Identify the line that contains "Would you please pick out the turquoise woven" in the material. Output it and every line after it, unchanged, through the end.

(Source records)

——————

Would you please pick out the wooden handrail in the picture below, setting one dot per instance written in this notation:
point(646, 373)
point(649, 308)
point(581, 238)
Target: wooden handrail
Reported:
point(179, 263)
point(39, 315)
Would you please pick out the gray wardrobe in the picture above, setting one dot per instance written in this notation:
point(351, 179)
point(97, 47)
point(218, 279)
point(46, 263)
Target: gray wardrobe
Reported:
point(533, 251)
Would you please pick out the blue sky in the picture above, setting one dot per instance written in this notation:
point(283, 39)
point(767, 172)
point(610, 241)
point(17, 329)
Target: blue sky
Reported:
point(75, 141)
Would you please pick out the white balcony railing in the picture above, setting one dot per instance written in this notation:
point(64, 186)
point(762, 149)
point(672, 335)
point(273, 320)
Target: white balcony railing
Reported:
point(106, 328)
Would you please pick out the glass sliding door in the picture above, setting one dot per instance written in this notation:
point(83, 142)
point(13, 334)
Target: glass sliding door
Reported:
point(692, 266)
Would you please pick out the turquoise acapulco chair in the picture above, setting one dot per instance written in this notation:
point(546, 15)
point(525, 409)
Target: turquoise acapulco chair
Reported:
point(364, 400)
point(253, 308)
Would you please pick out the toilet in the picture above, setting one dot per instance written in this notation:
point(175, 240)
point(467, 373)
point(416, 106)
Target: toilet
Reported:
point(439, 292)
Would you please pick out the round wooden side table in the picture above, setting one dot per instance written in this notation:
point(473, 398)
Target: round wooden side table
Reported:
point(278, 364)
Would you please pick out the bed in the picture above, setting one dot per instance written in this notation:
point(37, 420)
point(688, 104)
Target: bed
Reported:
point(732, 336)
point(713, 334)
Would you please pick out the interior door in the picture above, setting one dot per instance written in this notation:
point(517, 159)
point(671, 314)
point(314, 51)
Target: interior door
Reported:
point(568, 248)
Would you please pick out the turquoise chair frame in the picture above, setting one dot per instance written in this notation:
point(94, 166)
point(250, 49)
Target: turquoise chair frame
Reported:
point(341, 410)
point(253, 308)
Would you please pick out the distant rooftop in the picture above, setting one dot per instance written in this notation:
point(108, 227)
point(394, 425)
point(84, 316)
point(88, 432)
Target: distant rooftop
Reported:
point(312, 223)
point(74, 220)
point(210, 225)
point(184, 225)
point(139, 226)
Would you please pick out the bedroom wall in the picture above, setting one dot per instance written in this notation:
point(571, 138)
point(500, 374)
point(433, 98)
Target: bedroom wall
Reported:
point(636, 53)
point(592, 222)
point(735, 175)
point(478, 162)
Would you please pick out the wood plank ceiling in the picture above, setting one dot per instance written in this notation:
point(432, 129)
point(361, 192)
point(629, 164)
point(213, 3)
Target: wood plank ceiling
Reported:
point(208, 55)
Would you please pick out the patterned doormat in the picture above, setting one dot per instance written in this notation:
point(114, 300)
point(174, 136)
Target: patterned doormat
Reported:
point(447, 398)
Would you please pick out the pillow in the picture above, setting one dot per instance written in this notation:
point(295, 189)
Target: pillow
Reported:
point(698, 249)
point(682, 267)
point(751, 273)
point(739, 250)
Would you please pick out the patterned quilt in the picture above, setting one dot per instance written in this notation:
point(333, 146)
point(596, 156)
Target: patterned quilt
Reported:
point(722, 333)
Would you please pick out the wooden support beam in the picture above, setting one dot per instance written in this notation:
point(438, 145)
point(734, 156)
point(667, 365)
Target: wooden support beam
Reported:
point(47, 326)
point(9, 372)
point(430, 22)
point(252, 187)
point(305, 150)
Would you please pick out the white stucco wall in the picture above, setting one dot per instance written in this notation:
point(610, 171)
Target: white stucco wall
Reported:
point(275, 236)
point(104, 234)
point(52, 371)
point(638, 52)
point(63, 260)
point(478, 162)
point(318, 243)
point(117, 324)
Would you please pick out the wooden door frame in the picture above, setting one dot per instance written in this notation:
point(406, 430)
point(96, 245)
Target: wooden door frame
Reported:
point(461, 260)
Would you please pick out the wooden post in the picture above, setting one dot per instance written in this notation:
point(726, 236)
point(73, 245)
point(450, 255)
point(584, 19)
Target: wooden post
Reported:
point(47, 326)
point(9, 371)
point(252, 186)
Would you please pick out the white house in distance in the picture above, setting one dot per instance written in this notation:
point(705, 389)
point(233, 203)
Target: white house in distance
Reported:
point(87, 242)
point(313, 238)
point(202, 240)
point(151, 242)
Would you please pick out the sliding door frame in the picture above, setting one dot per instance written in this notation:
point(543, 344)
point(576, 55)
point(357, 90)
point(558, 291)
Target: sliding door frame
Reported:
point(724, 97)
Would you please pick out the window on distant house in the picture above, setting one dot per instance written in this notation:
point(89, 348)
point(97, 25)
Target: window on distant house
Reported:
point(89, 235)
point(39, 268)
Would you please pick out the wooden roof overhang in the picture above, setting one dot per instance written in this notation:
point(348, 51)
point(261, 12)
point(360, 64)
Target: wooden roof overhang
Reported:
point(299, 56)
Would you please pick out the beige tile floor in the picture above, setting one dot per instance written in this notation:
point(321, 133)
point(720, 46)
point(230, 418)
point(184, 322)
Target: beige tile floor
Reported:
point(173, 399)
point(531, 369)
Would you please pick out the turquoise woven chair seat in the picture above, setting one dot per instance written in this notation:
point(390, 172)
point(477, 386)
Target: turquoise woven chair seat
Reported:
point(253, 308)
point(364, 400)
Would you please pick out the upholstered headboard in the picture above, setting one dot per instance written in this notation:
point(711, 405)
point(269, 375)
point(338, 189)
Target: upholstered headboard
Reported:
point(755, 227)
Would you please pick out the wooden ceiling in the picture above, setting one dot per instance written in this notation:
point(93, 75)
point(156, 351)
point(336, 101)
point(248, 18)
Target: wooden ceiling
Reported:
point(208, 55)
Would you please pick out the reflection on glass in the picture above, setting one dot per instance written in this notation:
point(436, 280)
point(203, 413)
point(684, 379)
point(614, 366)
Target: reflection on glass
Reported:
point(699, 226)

——————

■ THE RESULT
Would you please pick out the turquoise woven chair seat in the picture above, setting one dot per instance written in this notation:
point(390, 172)
point(477, 386)
Target: turquoise woven chair seat
Reported:
point(253, 308)
point(364, 400)
Would you please pick out the upholstered headboard in the picture above, setting one dot per instance written in this notation:
point(711, 405)
point(269, 375)
point(338, 189)
Target: upholstered headboard
Reported:
point(755, 227)
Would you please pick out the wooden ceiling in the picture above, setting one dot per instance written in this notation:
point(93, 75)
point(156, 351)
point(336, 101)
point(248, 18)
Target: wooden ceiling
Reported:
point(208, 55)
Would you please pick out the reflection on glass in the picture above, setting one dot per instance written in this notation:
point(436, 280)
point(203, 413)
point(684, 379)
point(614, 366)
Target: reflection on glass
Reported:
point(699, 226)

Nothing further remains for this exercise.